Alıntı metin:
________________

Tahminlerin doğru çıkması halinde ID Grubu, AP’de 4’üncü büyük siyasi güç olacak.
AP’de aşırı ve radikal sağ partilerin temsil edildiği diğer siyasi grup olan Avrupalı Muhafazakarlar ve Reformistler (ECR) ise İsveç Demokratlar Partisi, İspanyol Vox, İtalya’nın Kardeşleri Partisi ve Polonya’nın Hukuk ve Adalet Partisi gibi partileri bünyesinde barındırıyor. Europe Elects araştırmasına göre ECR, AP seçimlerinde sandalye sayısını halihazırdaki 67’den 83’e çıkaracak. Böylece farklı aşırı sağ partileri bünyesinde barındıran Kimlik ve Demokrasi ile Avrupalı Muhafazakarlar ve Reformistler gruplarının toplam AP’deki sandalye sayısı 170’e ulaşacak.
Europe Elects araştırması, ayrıca, Avrupa genelinde Yeşiller’in ciddi oy kaybı yaşayacağını, AP seçimlerinden sonra milletvekili sayılarının 72’den 52’ye düşebileceğini ortaya koydu. Aynı şekilde liberal eğilimli Renew Grubunun da oy kaybederek 101 olan milletvekili sayısının 89’a düşebileceği belirtildi.
Şu anda AP’deki en büyük siyasi oluşum olan merkez sağdaki siyasi grup Avrupa Halk Partisinin (EPP) AB içindeki ana siyasi aktör rolünü koruyarak 175 civarında milletvekili çıkaracağı, sosyalist S&D Grubunun da aynı şekilde 141 civarındaki milletvekili sayısını koruyacağı tahmin edildi.
AP seçimleri 27 AB üyesi ülkede 6-9 Haziran 2024’te yapılacak.
Avrupa’da geçen yıl da Fransa, İsveç ve İtalya’da aşırı sağcı adaylar hatırı sayılır oylar aldı
Avrupa’da 2022’de ise 11 ülkede yapılan genel seçimlerde bazı ülkelerde hükümetin kurulması uzun zaman alırken, bu seçimler içinde en dikkati çeken Fransa, İsveç ve İtalya’da aşırı sağcı adayların hatırı sayılır oylar alması oldu.
Avrupa ülkelerinde son yıllarda yükselen aşırı sağ eğilimler, özellikle İtalya’daki etkisini çok bariz şekilde ortaya koydu.
Aşırı sağ, Avrupa’daki ilk kesin zaferini ve iktidar koltuğunu İtalya’da elde etti ve aşırı sağcı Giorgia Meloni böylece İtalya’nın ilk kadın başbakanı oldu.
Fransa’da geçen yılki seçim, “aşırı sağın oylarını artırdığı tarihi seçim” olarak kayıtlara geçti
Fransa’da halk geçen yıl 2’si cumhurbaşkanlığı, 2’si parlamento olmak üzere 4 kez sandık başına gitti.

________________

Veri kümesi kesiti:
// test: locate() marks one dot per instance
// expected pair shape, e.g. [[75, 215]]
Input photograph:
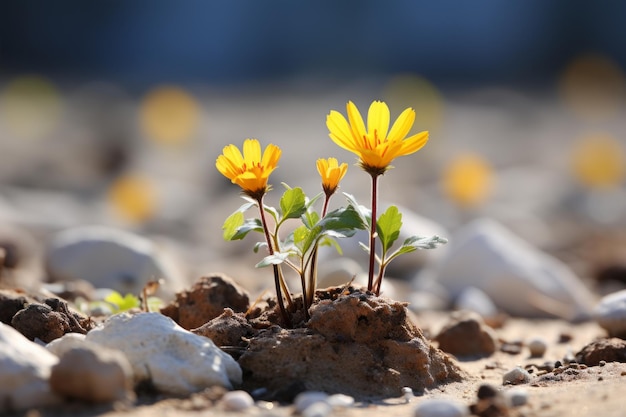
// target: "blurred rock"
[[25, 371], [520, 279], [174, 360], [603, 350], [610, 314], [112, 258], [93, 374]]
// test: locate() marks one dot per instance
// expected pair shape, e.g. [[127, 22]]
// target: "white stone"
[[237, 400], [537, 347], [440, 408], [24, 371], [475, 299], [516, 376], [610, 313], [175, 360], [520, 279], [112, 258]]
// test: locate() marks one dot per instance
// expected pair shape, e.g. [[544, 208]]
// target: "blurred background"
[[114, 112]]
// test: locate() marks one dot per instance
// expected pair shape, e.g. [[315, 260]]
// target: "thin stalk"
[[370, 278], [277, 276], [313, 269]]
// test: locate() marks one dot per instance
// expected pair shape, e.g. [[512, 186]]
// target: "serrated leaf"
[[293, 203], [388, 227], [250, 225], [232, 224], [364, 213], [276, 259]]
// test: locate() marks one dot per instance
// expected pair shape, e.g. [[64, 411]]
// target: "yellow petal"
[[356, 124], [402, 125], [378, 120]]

________________

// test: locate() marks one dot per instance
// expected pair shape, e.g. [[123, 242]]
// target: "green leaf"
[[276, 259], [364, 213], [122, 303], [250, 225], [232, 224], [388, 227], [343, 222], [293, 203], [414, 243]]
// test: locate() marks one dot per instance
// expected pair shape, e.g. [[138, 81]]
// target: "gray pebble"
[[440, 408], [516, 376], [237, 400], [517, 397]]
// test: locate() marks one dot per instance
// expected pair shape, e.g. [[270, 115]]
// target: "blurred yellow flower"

________________

Yapılacak işler:
[A] Listede "blurred" dizesini içeren satırların her birini hiç değiştirmeden döndürün.
[B] Avrupa Parlamentosu seçimleri ve aşırı sağ üzerine olan metni kaldığı yerden sürdürün.

Görev yanıtları:
[A]
// target: "blurred rock"
// target: "blurred background"
// target: "blurred yellow flower"

[B]
Aşırı sağcı aday Marine Le Pen, 10 Nisan 2022’deki ilk turda mevcut lider Emmanuel Macron’un karşısına çıktı. Yüzde 50’yi geçen aday olmadığı için seçim ikinci tura kaldı. Macron, 24 Nisan’da Le Pen’in karşısında galip çıktı. Ancak, bu seçim, “Le Pen ve aşırı sağın oylarını artırdığı tarihi bir seçim” olarak kayıtlara geçti.
Fransa’da milletvekillerinin belirleneceği genel seçimlerinin ilk turu 12 Haziran’da, ikinci turu 19 Haziran’da yapıldı. İkinci kez cumhurbaşkanı seçilen Macron’un vaatlerini yerine getirebilmesi için genel seçimlerde mecliste salt çoğunluğu sağlayabilmesi ve hükümeti kurabilmesi büyük önem taşıyordu, ancak bu mümkün olmadı.
Aşırı solcu Jean-Luc Melenchon’un girişimiyle kurulan Nupes ittifakı, ülkenin Meclisteki ilk muhalif siyasi gücü haline gelirken, aşırı sağ Ulusal Birlik (RN) 89 milletvekili çıkararak önemli bir başarıya imza attı.
Mecliste salt çoğunluğu kaybeden hükümetin meşruiyeti tartışma konusu haline geldi.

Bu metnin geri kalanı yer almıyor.